▶ [Stated task A]:
Answer these about the forum post on working capital true-ups, one answer per line:
(i) On what date was the post published?
(ii) Where is the original poster located?
(iii) According to the reply, how often are the numbers updated as the deal advances?

Working Capital True-Ups: Experiences and Best Practices

searcher profile

September 15, 2024

by a searcher from University of Florida - Warrington College of Business Administration in Miami, FL, USA

Hey everyone,
I'm looking into working capital true-ups and would love some input from the community!

What are your experiences around true-ups and how to navigate them? How does the true-up process typically work? What are some common challenges or pitfalls to be aware of?

Thanks and appreciate your input!

2
9
164
Replies
9
commentor profile
Reply by a searcher
from Columbia University in London, UK
Thanks ^redacted‌. I would echo comments above. We look to tie-down the calculations early in the process. Firstly, so we understand any volatility and are confident we have the necessary headroom in the cashflows - for example this will partly drive our any prepayment 'holiday' discussions with the Lender. Secondly, so there is no gap in expectations come closing. For good order, as the deal advances we update the numbers monthly and share them with the sellers so there is plenty of opportunity for debate/negotiate pre-closing, We always insist on a protracted amount of time to finalise the completion accounts. This buys us time to fully go into the accounts and treble check that everything as it should be, whilst not being a major distraction from focusing on immediate operations. If we can pay earlier then we will. ... but ultimately, we stick to the pre-defined calculations and process.

▶ [Stated task B]: Revise the records from the line that has "One marker serves each instance of the brown" through the end of the records, replacing "muddy water" with "murky water" and changing nothing else. Return only those lines.

▶ [Dataset content]:
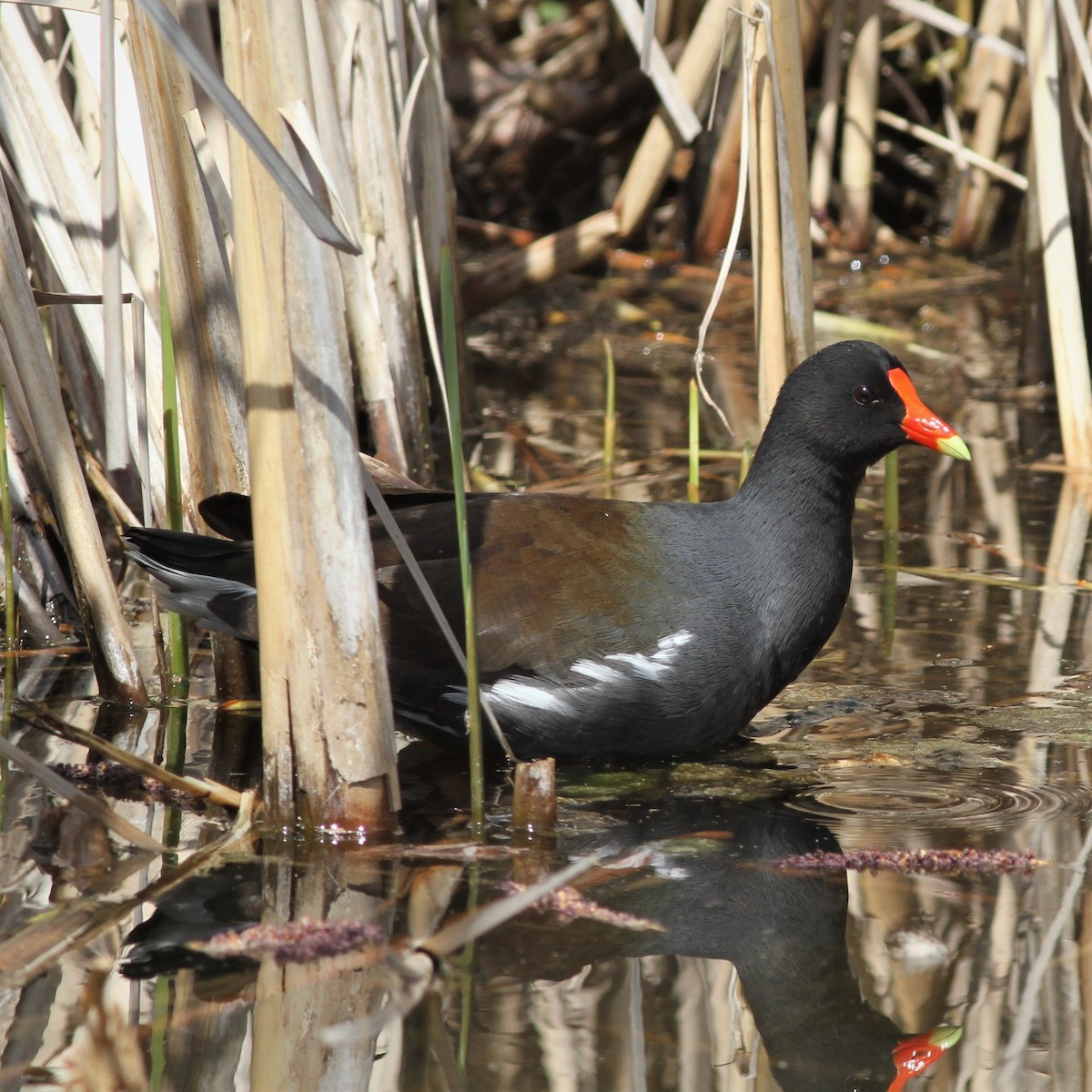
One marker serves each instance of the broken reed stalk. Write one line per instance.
(786, 60)
(534, 798)
(825, 134)
(459, 475)
(327, 722)
(118, 458)
(987, 90)
(36, 379)
(693, 483)
(197, 292)
(610, 424)
(890, 545)
(858, 128)
(1057, 238)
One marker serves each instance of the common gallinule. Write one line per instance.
(610, 628)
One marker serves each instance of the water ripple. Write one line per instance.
(901, 797)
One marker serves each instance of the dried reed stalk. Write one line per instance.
(205, 320)
(327, 716)
(792, 162)
(1057, 238)
(35, 378)
(716, 216)
(858, 128)
(653, 158)
(63, 200)
(380, 290)
(994, 75)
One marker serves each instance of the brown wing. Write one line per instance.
(543, 566)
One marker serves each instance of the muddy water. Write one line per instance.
(950, 711)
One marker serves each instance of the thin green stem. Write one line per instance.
(890, 545)
(177, 642)
(459, 473)
(693, 483)
(610, 424)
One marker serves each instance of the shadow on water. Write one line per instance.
(950, 710)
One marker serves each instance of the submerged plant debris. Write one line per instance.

▶ [Task solution A]:
(i) September 15, 2024
(ii) Miami, FL, USA
(iii) Monthly

▶ [Task solution B]:
One marker serves each instance of the brown wing. Write one line per instance.
(543, 566)
One marker serves each instance of the murky water. Write one line per instance.
(950, 711)
One marker serves each instance of the thin green stem. Write one line per instance.
(890, 545)
(177, 642)
(459, 473)
(693, 483)
(610, 424)
One marker serves each instance of the shadow on water. Write one line per instance.
(950, 710)
One marker serves each instance of the submerged plant debris. Write one line per instance.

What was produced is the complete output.